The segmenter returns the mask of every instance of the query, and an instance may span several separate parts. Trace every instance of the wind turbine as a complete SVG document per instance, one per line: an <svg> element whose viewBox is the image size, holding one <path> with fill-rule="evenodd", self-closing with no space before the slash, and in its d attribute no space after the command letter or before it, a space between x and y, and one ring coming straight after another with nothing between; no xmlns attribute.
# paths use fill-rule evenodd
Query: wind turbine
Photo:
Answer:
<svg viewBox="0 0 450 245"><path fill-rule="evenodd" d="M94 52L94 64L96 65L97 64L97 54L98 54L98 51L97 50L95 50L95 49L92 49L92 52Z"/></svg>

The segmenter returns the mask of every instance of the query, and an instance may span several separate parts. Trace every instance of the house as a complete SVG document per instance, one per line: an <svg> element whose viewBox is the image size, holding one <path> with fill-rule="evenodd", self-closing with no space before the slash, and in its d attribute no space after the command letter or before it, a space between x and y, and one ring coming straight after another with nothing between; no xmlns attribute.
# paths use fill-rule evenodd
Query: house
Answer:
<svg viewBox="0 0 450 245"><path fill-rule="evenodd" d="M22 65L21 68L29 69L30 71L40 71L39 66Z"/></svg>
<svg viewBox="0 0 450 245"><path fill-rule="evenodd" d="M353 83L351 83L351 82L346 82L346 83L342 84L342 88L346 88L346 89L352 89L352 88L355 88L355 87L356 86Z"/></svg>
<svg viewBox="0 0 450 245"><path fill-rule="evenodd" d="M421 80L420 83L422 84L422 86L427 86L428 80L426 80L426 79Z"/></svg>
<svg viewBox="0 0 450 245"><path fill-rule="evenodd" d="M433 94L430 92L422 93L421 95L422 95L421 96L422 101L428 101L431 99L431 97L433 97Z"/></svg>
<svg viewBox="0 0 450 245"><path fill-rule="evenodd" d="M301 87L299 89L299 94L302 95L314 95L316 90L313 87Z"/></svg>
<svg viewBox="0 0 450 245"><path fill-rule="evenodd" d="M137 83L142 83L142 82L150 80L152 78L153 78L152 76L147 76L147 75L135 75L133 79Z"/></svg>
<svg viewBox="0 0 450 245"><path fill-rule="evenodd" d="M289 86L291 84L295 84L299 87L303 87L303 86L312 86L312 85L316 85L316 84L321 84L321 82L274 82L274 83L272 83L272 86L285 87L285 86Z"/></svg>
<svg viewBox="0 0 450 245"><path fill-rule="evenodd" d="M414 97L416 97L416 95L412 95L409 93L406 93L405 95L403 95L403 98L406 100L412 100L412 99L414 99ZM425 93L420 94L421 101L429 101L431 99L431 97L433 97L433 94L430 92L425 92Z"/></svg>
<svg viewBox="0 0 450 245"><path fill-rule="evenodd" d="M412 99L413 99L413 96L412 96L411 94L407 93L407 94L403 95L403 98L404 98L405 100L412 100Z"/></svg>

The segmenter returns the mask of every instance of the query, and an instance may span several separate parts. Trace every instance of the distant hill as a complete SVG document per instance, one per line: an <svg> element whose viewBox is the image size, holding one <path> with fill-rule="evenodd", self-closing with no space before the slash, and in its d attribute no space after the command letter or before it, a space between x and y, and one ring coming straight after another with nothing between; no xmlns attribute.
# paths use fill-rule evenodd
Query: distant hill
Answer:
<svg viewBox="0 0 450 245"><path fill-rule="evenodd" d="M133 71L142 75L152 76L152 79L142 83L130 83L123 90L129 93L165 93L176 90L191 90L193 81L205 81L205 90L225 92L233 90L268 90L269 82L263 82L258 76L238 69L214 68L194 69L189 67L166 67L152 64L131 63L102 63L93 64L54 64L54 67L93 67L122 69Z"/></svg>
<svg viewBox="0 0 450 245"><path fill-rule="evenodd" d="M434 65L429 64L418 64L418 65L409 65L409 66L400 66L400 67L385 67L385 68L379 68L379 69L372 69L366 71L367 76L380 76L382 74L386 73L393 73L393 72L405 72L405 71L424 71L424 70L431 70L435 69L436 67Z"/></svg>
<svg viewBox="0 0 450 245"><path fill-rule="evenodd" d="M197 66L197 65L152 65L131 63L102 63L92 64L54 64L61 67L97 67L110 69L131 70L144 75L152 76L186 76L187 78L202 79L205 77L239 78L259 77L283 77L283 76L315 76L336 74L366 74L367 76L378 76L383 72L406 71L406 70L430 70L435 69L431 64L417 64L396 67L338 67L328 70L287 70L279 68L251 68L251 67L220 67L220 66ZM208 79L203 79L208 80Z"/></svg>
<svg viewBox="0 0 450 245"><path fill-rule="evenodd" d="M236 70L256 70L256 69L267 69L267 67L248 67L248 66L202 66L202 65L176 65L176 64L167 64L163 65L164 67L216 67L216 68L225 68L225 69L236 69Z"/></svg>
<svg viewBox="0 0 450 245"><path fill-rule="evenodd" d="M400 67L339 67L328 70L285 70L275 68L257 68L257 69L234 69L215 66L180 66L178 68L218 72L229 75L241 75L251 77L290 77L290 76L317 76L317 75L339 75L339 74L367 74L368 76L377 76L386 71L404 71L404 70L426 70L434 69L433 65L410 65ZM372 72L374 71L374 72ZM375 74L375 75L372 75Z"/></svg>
* * *
TASK REQUIREMENTS:
Give back the whole listing exactly.

EXERCISE RESULT:
The segmenter returns the mask of every instance of the query, and an instance may span several separate parts. Trace every instance of the wind turbine as a complete SVG document per instance, one per line: an <svg> element whose viewBox is the image size, holding one <path> with fill-rule="evenodd", self-closing with no space before the slash, and in its d attribute no space after the command letter or before it, a space between x and y, and one ring coming straight after another with nothing between; no xmlns attribute.
# paths use fill-rule evenodd
Query: wind turbine
Photo:
Answer:
<svg viewBox="0 0 450 245"><path fill-rule="evenodd" d="M94 52L94 64L96 65L97 64L97 54L98 54L98 51L97 50L95 50L95 49L92 49L92 52Z"/></svg>

The segmenter returns the mask of every instance of the query, and an instance may span several separate parts. Trace every instance of the house as a complete SVG document per instance, one per line: an <svg> element whose viewBox is the image size, holding one <path> with fill-rule="evenodd", self-closing with no space before the slash, and in its d attribute no space after the command letter or before it, a space between x and y, and one ring coming straight after another with nothing between; no xmlns attribute.
# paths use fill-rule evenodd
Query: house
Answer:
<svg viewBox="0 0 450 245"><path fill-rule="evenodd" d="M22 65L21 68L29 69L30 71L40 71L39 66Z"/></svg>
<svg viewBox="0 0 450 245"><path fill-rule="evenodd" d="M353 83L351 83L351 82L346 82L346 83L342 84L342 88L346 88L346 89L352 89L352 88L355 88L355 87L356 86Z"/></svg>
<svg viewBox="0 0 450 245"><path fill-rule="evenodd" d="M421 80L420 83L422 84L422 86L427 86L428 80L426 80L426 79Z"/></svg>
<svg viewBox="0 0 450 245"><path fill-rule="evenodd" d="M433 94L430 92L422 93L421 95L422 95L421 96L422 101L428 101L431 99L431 97L433 97Z"/></svg>
<svg viewBox="0 0 450 245"><path fill-rule="evenodd" d="M301 87L299 89L299 94L302 95L314 95L316 90L313 87Z"/></svg>
<svg viewBox="0 0 450 245"><path fill-rule="evenodd" d="M137 83L142 83L142 82L150 80L152 78L153 78L152 76L147 76L147 75L135 75L133 79Z"/></svg>
<svg viewBox="0 0 450 245"><path fill-rule="evenodd" d="M289 86L291 84L295 84L299 87L303 87L303 86L312 86L312 85L316 85L316 84L321 84L321 82L274 82L274 83L272 83L272 86L285 87L285 86Z"/></svg>
<svg viewBox="0 0 450 245"><path fill-rule="evenodd" d="M414 97L416 97L416 95L412 95L409 93L406 93L405 95L403 95L403 98L406 100L412 100L412 99L414 99ZM425 93L420 94L421 101L429 101L431 99L431 97L433 97L433 94L430 92L425 92Z"/></svg>
<svg viewBox="0 0 450 245"><path fill-rule="evenodd" d="M412 99L413 99L413 96L412 96L411 94L407 93L407 94L403 95L403 98L404 98L405 100L412 100Z"/></svg>

The segmenter returns the mask of every instance of the query, and an instance may span several separate parts. Trace every instance of the distant hill as a complete SVG document per instance, one per line: an <svg> element whose viewBox is the image size, holding one <path> with fill-rule="evenodd", self-closing with no space before the slash, and in its d attribute no space after the command letter or before it, a space between x and y, and one ring coming straight after another with nothing between; no xmlns attribute.
# paths use fill-rule evenodd
Query: distant hill
Answer:
<svg viewBox="0 0 450 245"><path fill-rule="evenodd" d="M133 71L142 75L152 76L152 79L142 83L130 83L123 90L129 93L165 93L176 90L191 90L193 81L205 81L205 90L225 92L233 90L268 90L269 82L263 82L258 76L238 69L214 68L194 69L189 67L166 67L152 64L131 63L102 63L93 64L54 64L54 67L93 67L122 69Z"/></svg>
<svg viewBox="0 0 450 245"><path fill-rule="evenodd" d="M434 65L429 64L418 64L418 65L409 65L409 66L400 66L400 67L385 67L385 68L379 68L379 69L372 69L366 71L367 76L380 76L382 74L386 73L393 73L393 72L405 72L405 71L424 71L424 70L431 70L435 69L436 67Z"/></svg>
<svg viewBox="0 0 450 245"><path fill-rule="evenodd" d="M197 66L197 65L152 65L131 63L102 63L92 64L54 64L61 67L97 67L110 69L131 70L144 75L152 76L186 76L187 78L202 79L205 77L239 78L259 77L283 77L283 76L315 76L336 74L366 74L367 76L378 76L383 72L406 71L406 70L430 70L435 69L431 64L417 64L396 67L338 67L328 70L287 70L279 68L251 68L251 67L220 67L220 66ZM208 79L203 79L208 80Z"/></svg>
<svg viewBox="0 0 450 245"><path fill-rule="evenodd" d="M236 70L256 70L256 69L267 69L267 67L248 67L248 66L202 66L202 65L176 65L176 64L167 64L163 65L164 67L216 67L216 68L225 68L225 69L236 69Z"/></svg>
<svg viewBox="0 0 450 245"><path fill-rule="evenodd" d="M400 67L339 67L328 70L285 70L275 68L257 68L257 69L234 69L215 66L180 66L178 68L218 72L229 75L241 75L251 77L290 77L290 76L317 76L317 75L339 75L339 74L367 74L368 76L377 76L386 71L404 71L404 70L426 70L434 69L433 65L410 65ZM372 72L374 71L374 72ZM375 74L375 75L372 75Z"/></svg>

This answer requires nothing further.